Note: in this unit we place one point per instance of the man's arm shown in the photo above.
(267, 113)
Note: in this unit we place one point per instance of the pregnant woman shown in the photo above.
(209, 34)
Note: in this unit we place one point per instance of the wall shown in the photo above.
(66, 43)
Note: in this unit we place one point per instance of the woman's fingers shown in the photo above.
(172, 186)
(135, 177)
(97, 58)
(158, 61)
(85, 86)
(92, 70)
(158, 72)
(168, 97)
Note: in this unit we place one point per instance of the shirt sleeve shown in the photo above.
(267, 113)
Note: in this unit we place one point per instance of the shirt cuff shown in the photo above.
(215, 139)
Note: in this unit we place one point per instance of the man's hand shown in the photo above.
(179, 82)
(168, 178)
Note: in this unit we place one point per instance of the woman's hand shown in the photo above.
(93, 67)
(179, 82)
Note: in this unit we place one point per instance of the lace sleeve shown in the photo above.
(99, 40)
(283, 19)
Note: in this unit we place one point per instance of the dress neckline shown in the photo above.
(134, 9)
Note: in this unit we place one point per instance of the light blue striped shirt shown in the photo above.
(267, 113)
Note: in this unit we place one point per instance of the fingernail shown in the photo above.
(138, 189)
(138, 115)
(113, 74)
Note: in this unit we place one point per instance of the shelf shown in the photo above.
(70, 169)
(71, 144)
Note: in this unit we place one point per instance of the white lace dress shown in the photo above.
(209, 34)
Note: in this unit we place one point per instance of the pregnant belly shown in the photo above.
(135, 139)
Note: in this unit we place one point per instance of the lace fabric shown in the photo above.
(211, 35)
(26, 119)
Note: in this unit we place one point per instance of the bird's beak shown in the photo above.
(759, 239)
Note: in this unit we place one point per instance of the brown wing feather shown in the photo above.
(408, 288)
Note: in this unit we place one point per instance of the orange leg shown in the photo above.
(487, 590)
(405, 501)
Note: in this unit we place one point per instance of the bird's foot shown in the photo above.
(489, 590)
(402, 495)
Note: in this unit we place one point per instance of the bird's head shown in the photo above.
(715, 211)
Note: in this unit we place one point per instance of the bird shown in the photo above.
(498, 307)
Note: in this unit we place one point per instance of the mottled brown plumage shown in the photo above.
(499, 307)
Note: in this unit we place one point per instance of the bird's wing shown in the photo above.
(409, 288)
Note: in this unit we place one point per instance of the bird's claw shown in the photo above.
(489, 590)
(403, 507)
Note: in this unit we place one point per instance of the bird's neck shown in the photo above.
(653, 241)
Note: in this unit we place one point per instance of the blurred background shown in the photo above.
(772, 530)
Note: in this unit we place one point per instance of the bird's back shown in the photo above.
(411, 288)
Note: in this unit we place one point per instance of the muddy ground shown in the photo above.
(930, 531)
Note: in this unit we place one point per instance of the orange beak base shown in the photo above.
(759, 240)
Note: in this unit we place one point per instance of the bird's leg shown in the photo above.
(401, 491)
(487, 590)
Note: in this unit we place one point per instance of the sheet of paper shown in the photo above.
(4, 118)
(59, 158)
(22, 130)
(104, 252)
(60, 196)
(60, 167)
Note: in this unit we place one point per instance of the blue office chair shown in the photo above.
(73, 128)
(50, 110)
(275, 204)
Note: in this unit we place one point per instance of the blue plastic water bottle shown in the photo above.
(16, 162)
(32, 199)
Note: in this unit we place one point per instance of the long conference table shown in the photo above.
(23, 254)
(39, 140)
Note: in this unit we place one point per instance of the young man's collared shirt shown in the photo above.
++++++++++++++++++++
EXERCISE REQUIREMENTS
Return exactly the run of lines that opens with the one containing "table shown in the photo above." and closes with the last line of the records above.

RESULT OF THE EXERCISE
Note: in this unit we place one point per instance of the long conference table shown in the photo above.
(23, 254)
(39, 140)
Note: in this unit we place one point per instance of the young man's collared shirt shown in the photo above.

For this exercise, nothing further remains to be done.